▶ **Stated problem**
Begin at the line containing "Annotate all occurrences of wooden picnic" and stop after the line containing "[0,7,479,344]". Give those lines again with every "Annotate" changed to "Label" and nothing else altered.

- - -

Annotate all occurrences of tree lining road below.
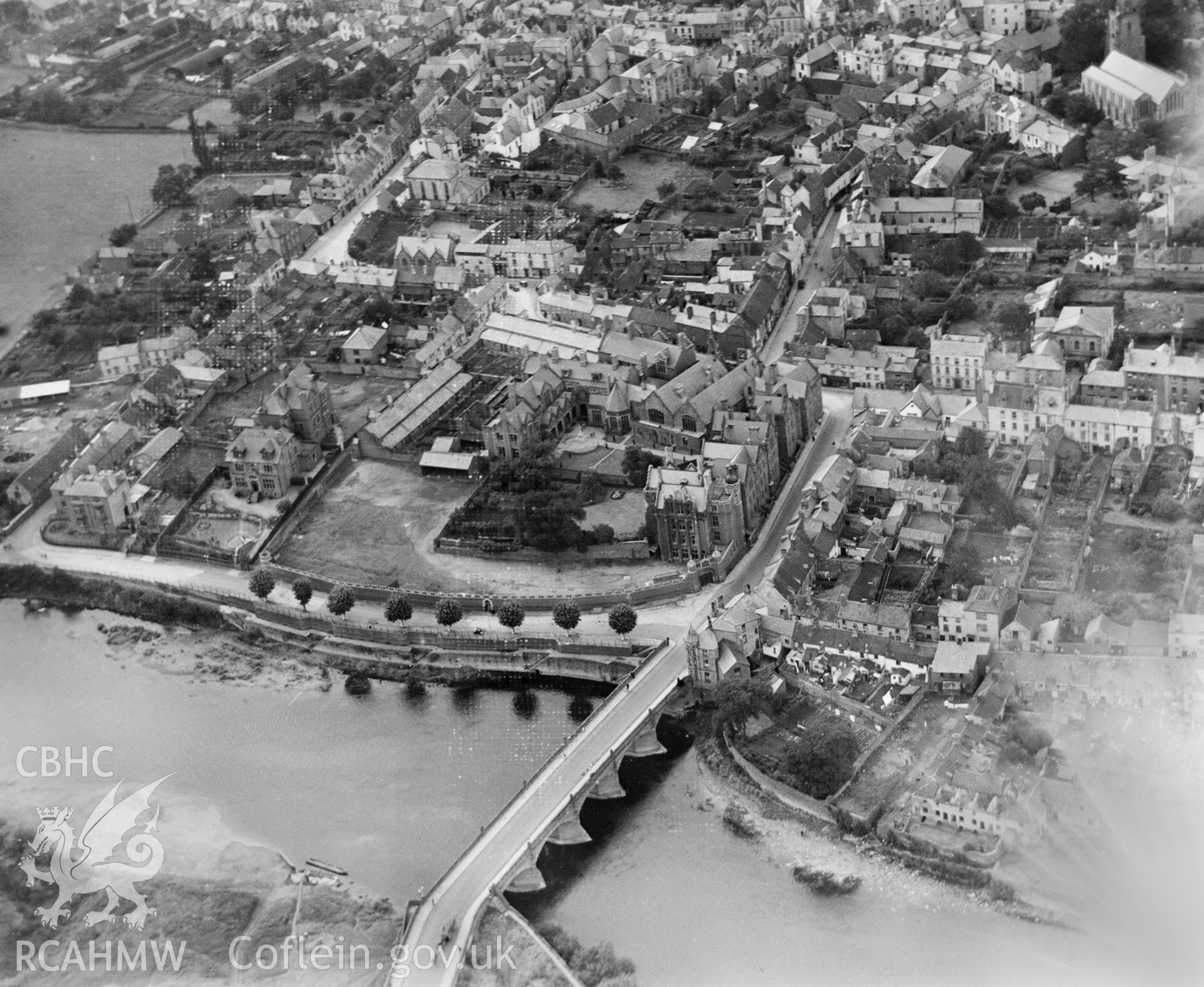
[389,395,852,987]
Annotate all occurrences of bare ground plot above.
[568,150,710,212]
[1025,504,1087,592]
[1122,292,1204,337]
[840,695,959,815]
[279,460,675,593]
[195,371,284,435]
[581,490,645,538]
[966,531,1032,586]
[279,460,473,591]
[1085,525,1191,596]
[1008,167,1082,206]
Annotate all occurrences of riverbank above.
[0,564,226,630]
[0,122,191,361]
[0,798,401,987]
[696,725,1075,931]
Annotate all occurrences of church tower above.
[1107,0,1145,61]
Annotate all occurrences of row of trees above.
[248,567,638,636]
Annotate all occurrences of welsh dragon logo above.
[18,775,171,929]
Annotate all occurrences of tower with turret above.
[1107,0,1145,61]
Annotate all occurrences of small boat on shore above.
[305,857,347,877]
[795,864,861,894]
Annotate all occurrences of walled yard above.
[1085,525,1191,599]
[966,531,1032,586]
[581,488,645,541]
[194,369,284,440]
[322,373,413,438]
[837,694,962,818]
[1129,445,1192,516]
[1025,455,1111,593]
[159,477,276,560]
[741,699,874,785]
[276,460,677,593]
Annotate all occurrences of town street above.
[761,208,840,366]
[301,153,414,263]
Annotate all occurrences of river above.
[0,601,1102,987]
[0,127,1127,987]
[0,125,193,351]
[0,601,578,902]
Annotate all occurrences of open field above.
[278,460,675,593]
[1008,167,1082,204]
[568,150,709,212]
[279,460,473,590]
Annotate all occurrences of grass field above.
[569,152,709,212]
[279,460,675,593]
[280,460,472,591]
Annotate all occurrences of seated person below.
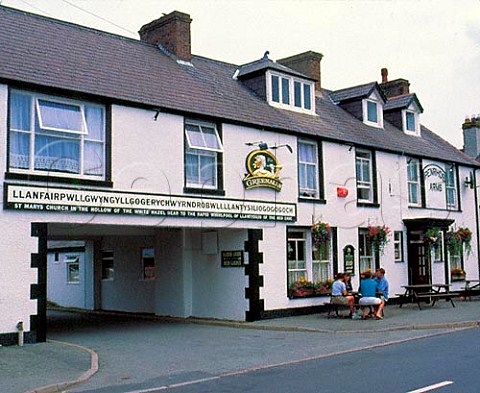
[332,273,355,316]
[359,272,385,319]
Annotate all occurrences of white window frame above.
[184,120,223,190]
[362,94,383,128]
[35,97,88,135]
[358,228,375,273]
[266,70,315,114]
[445,164,458,210]
[402,109,420,136]
[287,228,333,285]
[298,139,319,198]
[8,89,107,180]
[407,157,422,206]
[355,149,374,203]
[64,254,80,285]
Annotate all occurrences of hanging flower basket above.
[445,227,472,255]
[423,228,441,250]
[311,221,332,244]
[368,225,390,254]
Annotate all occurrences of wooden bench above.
[414,291,455,310]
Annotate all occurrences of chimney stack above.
[381,68,388,83]
[462,115,480,160]
[138,11,192,62]
[277,51,323,92]
[380,68,410,98]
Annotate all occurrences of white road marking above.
[407,381,453,393]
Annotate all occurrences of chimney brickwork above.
[138,11,192,61]
[277,51,323,92]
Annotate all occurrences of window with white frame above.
[362,97,383,128]
[185,121,223,189]
[9,90,106,179]
[142,248,155,280]
[358,228,375,273]
[102,250,115,280]
[65,255,80,284]
[445,164,458,210]
[267,72,315,112]
[298,141,319,198]
[287,229,333,285]
[393,231,403,262]
[433,231,445,262]
[402,110,419,135]
[355,150,373,202]
[407,158,422,206]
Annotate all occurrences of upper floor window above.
[355,150,374,202]
[9,90,106,179]
[185,120,223,189]
[407,158,421,206]
[445,164,458,210]
[298,141,319,198]
[362,96,383,128]
[267,72,315,112]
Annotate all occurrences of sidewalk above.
[0,299,480,393]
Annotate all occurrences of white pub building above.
[0,6,479,345]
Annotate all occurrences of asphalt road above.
[96,329,480,393]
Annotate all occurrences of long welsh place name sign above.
[4,184,297,222]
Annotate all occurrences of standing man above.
[375,267,388,302]
[332,273,355,316]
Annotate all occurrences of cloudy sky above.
[0,0,480,148]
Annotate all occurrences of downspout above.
[472,168,480,279]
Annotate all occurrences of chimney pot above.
[380,68,388,83]
[138,11,192,61]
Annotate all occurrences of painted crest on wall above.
[243,149,282,191]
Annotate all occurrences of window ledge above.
[357,202,380,208]
[298,196,327,205]
[5,172,113,188]
[183,187,225,196]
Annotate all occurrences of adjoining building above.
[0,7,480,344]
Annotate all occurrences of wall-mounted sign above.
[423,164,445,192]
[243,150,282,191]
[343,244,355,276]
[222,251,243,267]
[337,187,348,198]
[4,184,297,222]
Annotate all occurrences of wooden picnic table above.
[400,284,455,310]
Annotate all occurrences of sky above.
[0,0,480,148]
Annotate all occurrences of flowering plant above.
[445,227,472,255]
[368,225,390,253]
[423,227,441,249]
[450,267,467,276]
[311,221,332,243]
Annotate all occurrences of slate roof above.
[383,93,423,112]
[0,6,479,166]
[330,82,387,103]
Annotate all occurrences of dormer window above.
[402,109,420,135]
[267,71,315,113]
[362,93,383,128]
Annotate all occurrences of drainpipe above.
[17,321,23,347]
[472,168,480,280]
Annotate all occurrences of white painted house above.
[0,7,479,344]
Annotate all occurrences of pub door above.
[408,231,431,285]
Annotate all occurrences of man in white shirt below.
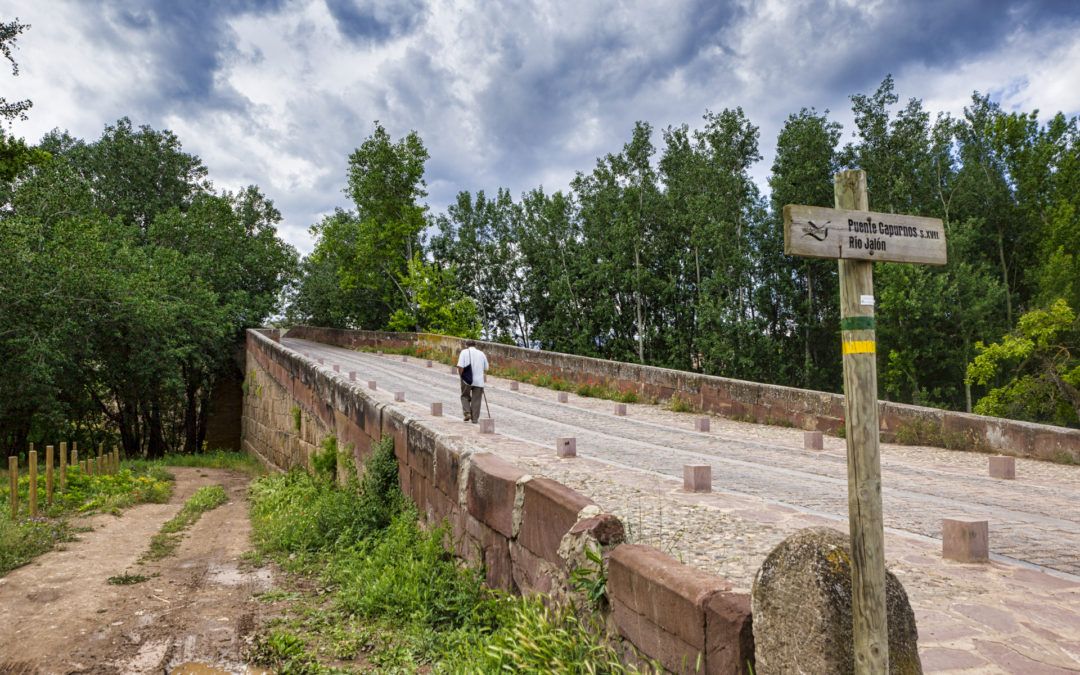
[458,340,487,424]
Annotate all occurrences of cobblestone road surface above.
[282,338,1080,673]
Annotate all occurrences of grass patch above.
[577,384,637,403]
[139,485,229,562]
[0,467,173,576]
[107,572,150,586]
[123,450,265,476]
[664,394,694,413]
[248,438,626,673]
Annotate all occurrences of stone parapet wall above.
[287,326,1080,462]
[242,328,753,673]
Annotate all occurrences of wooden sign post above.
[784,171,946,674]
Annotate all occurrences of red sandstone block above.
[705,591,754,675]
[611,599,703,673]
[465,453,525,537]
[683,464,713,492]
[608,544,730,650]
[942,518,990,563]
[510,541,554,595]
[517,478,594,565]
[570,513,626,546]
[990,457,1016,480]
[435,443,461,496]
[555,437,578,457]
[406,416,437,478]
[464,514,516,593]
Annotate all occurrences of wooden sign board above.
[784,204,948,265]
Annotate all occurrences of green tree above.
[389,255,482,338]
[968,298,1080,427]
[760,108,842,391]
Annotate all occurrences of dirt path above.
[0,468,271,675]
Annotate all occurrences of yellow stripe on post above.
[843,340,877,354]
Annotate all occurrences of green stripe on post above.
[840,316,875,330]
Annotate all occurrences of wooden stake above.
[27,450,38,518]
[835,171,889,674]
[8,455,18,521]
[45,445,53,507]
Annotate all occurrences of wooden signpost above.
[784,171,946,674]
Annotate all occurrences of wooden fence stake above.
[27,450,38,518]
[45,445,53,508]
[8,455,18,521]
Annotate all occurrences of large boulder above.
[751,527,922,675]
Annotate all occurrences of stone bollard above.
[990,457,1016,481]
[942,518,990,563]
[683,464,713,492]
[555,436,578,457]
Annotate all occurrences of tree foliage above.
[293,77,1080,423]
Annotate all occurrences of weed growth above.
[107,572,150,586]
[0,467,173,576]
[665,394,693,413]
[124,450,264,476]
[140,485,229,562]
[251,438,624,673]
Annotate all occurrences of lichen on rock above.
[751,527,922,675]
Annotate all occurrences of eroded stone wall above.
[242,329,753,673]
[288,326,1080,462]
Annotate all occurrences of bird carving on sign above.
[802,220,832,242]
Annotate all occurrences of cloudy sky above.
[0,0,1080,252]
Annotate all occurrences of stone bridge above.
[243,327,1080,673]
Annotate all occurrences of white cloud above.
[0,0,1080,251]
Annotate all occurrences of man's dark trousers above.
[461,380,484,424]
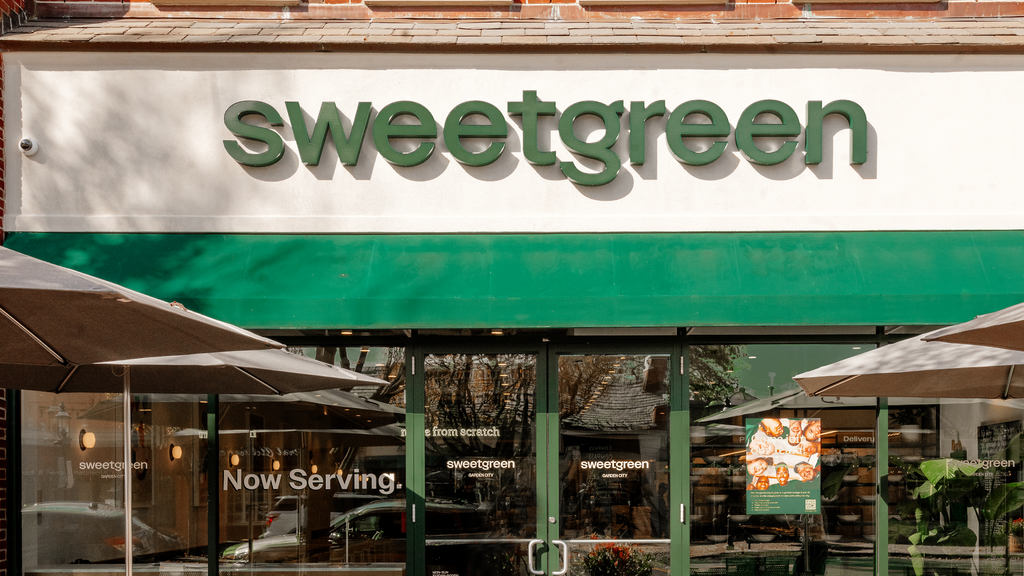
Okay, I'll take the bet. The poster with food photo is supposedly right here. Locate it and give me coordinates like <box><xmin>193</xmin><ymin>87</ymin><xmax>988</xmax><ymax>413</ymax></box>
<box><xmin>746</xmin><ymin>418</ymin><xmax>821</xmax><ymax>515</ymax></box>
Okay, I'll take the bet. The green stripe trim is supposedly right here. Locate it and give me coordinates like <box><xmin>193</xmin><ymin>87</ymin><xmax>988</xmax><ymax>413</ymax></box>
<box><xmin>5</xmin><ymin>231</ymin><xmax>1024</xmax><ymax>329</ymax></box>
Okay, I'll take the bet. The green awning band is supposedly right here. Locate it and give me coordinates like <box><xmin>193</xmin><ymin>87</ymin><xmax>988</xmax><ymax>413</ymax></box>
<box><xmin>5</xmin><ymin>231</ymin><xmax>1024</xmax><ymax>329</ymax></box>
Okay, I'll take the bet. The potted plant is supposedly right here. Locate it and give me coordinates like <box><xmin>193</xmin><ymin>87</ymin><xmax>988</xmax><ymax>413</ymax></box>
<box><xmin>583</xmin><ymin>543</ymin><xmax>653</xmax><ymax>576</ymax></box>
<box><xmin>1007</xmin><ymin>518</ymin><xmax>1024</xmax><ymax>553</ymax></box>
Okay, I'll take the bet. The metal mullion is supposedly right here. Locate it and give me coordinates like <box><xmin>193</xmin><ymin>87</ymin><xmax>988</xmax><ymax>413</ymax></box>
<box><xmin>5</xmin><ymin>389</ymin><xmax>23</xmax><ymax>576</ymax></box>
<box><xmin>668</xmin><ymin>343</ymin><xmax>693</xmax><ymax>576</ymax></box>
<box><xmin>406</xmin><ymin>345</ymin><xmax>427</xmax><ymax>576</ymax></box>
<box><xmin>206</xmin><ymin>394</ymin><xmax>221</xmax><ymax>576</ymax></box>
<box><xmin>537</xmin><ymin>342</ymin><xmax>561</xmax><ymax>574</ymax></box>
<box><xmin>874</xmin><ymin>398</ymin><xmax>889</xmax><ymax>576</ymax></box>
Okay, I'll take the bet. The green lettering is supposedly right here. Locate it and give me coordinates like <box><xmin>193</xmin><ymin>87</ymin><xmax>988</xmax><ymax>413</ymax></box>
<box><xmin>508</xmin><ymin>90</ymin><xmax>556</xmax><ymax>166</ymax></box>
<box><xmin>630</xmin><ymin>100</ymin><xmax>666</xmax><ymax>164</ymax></box>
<box><xmin>285</xmin><ymin>102</ymin><xmax>371</xmax><ymax>166</ymax></box>
<box><xmin>224</xmin><ymin>100</ymin><xmax>285</xmax><ymax>168</ymax></box>
<box><xmin>804</xmin><ymin>100</ymin><xmax>867</xmax><ymax>165</ymax></box>
<box><xmin>665</xmin><ymin>100</ymin><xmax>729</xmax><ymax>166</ymax></box>
<box><xmin>736</xmin><ymin>100</ymin><xmax>801</xmax><ymax>166</ymax></box>
<box><xmin>444</xmin><ymin>100</ymin><xmax>509</xmax><ymax>166</ymax></box>
<box><xmin>558</xmin><ymin>100</ymin><xmax>626</xmax><ymax>186</ymax></box>
<box><xmin>374</xmin><ymin>100</ymin><xmax>437</xmax><ymax>166</ymax></box>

- - -

▶ **Output for this exercise**
Label all occurrences of wooden picnic table above.
[400,284,455,310]
Label all occurrences of sky above.
[0,0,480,148]
Label all occurrences of flowering plant above.
[445,227,472,255]
[368,225,390,253]
[423,227,441,249]
[450,267,467,276]
[311,221,332,243]
Label all occurrences of slate roof above.
[383,93,423,112]
[0,6,479,166]
[330,82,387,103]
Label all occurrences of dormer window above.
[402,109,420,135]
[267,71,315,113]
[362,93,383,128]
Label all occurrences of drainpipe above.
[17,321,23,347]
[472,168,480,280]
Label all occurrences of white painted house above.
[0,7,479,344]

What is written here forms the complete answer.